Goal ::
Collect every line of the data below that contains the string "fender", treating case as significant.
--- --- ---
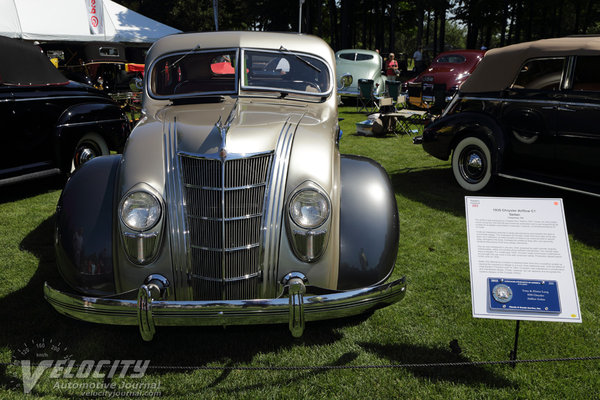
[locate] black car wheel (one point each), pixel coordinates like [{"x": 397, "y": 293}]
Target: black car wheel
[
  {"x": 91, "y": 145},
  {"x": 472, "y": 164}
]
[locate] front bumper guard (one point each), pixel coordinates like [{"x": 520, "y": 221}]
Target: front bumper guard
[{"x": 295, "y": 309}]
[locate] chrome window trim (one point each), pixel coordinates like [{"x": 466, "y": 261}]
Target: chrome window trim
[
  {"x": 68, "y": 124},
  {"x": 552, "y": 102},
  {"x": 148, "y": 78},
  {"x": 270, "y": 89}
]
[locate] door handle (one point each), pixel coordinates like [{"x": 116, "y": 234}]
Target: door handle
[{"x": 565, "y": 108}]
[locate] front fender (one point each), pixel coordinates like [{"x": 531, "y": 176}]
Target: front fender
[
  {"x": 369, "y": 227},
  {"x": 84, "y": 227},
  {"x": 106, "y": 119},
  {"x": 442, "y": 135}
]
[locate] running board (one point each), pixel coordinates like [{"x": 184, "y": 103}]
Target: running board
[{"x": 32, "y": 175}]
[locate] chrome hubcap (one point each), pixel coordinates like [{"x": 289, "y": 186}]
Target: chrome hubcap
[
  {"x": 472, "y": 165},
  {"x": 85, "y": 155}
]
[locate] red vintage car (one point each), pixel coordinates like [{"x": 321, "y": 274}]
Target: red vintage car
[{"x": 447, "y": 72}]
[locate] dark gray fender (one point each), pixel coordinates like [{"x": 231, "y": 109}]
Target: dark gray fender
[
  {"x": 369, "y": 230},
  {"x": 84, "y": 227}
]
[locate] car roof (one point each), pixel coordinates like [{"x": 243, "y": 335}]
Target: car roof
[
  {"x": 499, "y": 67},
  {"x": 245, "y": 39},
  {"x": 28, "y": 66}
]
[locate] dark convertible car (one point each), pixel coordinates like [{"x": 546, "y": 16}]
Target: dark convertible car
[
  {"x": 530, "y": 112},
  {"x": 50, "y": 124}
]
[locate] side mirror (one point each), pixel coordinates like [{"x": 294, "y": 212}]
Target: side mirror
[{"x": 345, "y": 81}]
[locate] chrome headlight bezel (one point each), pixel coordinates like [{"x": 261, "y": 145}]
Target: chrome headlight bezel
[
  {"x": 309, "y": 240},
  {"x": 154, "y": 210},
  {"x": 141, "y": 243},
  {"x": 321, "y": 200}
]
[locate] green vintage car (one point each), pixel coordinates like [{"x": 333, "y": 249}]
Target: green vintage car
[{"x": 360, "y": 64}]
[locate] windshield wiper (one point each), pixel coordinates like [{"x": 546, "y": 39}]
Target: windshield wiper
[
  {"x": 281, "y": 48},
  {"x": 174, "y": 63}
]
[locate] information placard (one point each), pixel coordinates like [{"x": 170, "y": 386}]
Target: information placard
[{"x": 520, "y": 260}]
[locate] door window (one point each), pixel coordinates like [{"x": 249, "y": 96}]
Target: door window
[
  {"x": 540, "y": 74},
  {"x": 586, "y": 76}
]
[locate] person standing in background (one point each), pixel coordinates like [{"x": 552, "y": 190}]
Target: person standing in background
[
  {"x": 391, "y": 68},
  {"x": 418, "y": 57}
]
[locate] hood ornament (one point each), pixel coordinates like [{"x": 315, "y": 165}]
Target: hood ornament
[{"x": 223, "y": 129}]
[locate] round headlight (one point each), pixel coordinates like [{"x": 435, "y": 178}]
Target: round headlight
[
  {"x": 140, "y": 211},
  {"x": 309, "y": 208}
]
--- --- ---
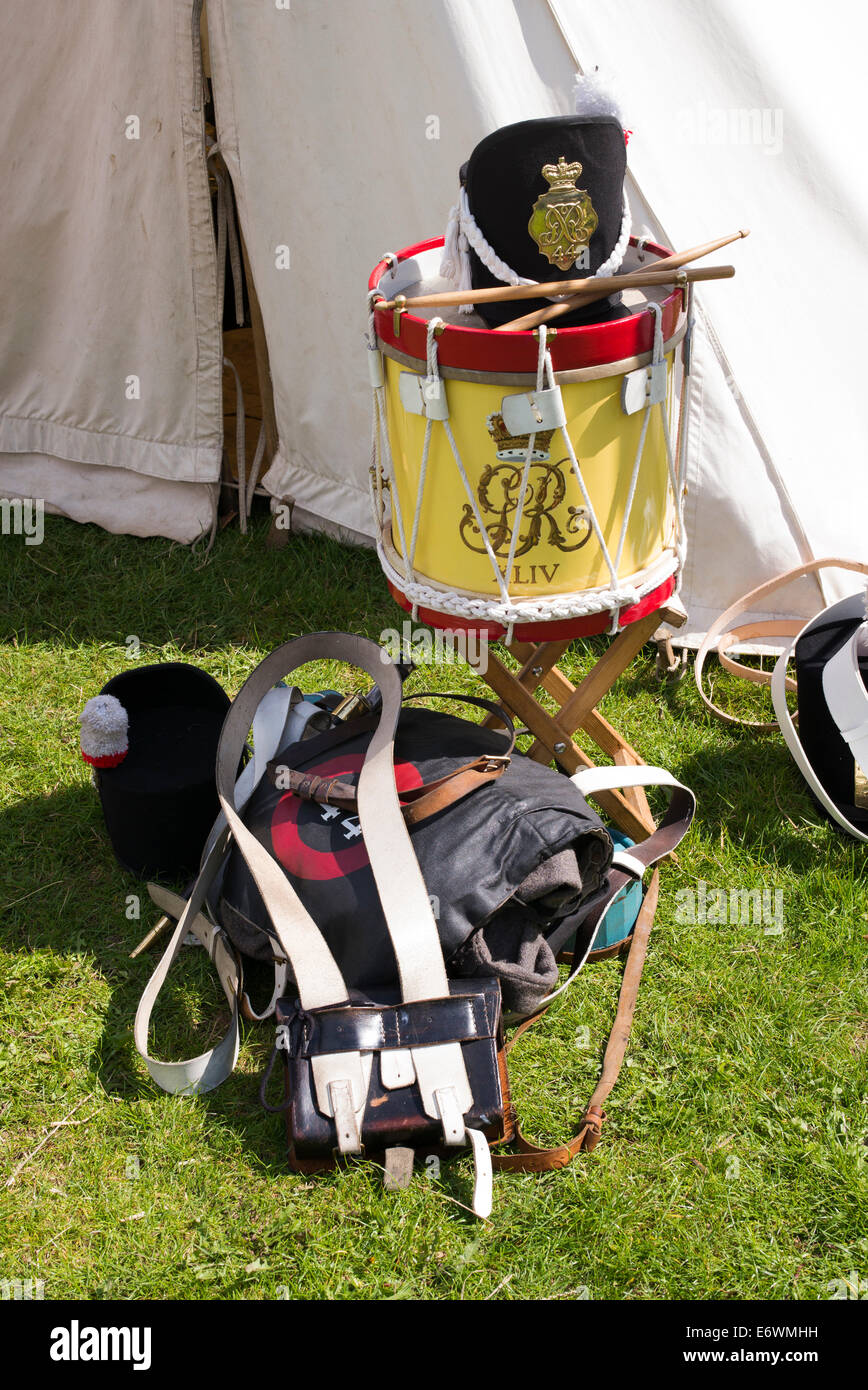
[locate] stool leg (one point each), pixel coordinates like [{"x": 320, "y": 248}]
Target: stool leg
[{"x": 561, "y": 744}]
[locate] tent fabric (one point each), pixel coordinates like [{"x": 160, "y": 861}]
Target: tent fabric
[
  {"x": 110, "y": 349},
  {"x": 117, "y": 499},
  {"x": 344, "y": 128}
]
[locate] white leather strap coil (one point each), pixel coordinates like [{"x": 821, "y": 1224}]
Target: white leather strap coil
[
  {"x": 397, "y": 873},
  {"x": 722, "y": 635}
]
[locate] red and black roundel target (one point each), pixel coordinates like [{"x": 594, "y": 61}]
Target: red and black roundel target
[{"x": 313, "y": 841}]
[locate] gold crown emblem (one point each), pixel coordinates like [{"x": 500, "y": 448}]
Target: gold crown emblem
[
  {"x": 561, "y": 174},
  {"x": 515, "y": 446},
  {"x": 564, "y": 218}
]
--- --- ---
Solution ::
[locate] front fender (one point each), pixel coordinates like [{"x": 531, "y": 176}]
Target: front fender
[locate] dark gray fender (one point each), pixel coordinates like [{"x": 231, "y": 109}]
Target: dark gray fender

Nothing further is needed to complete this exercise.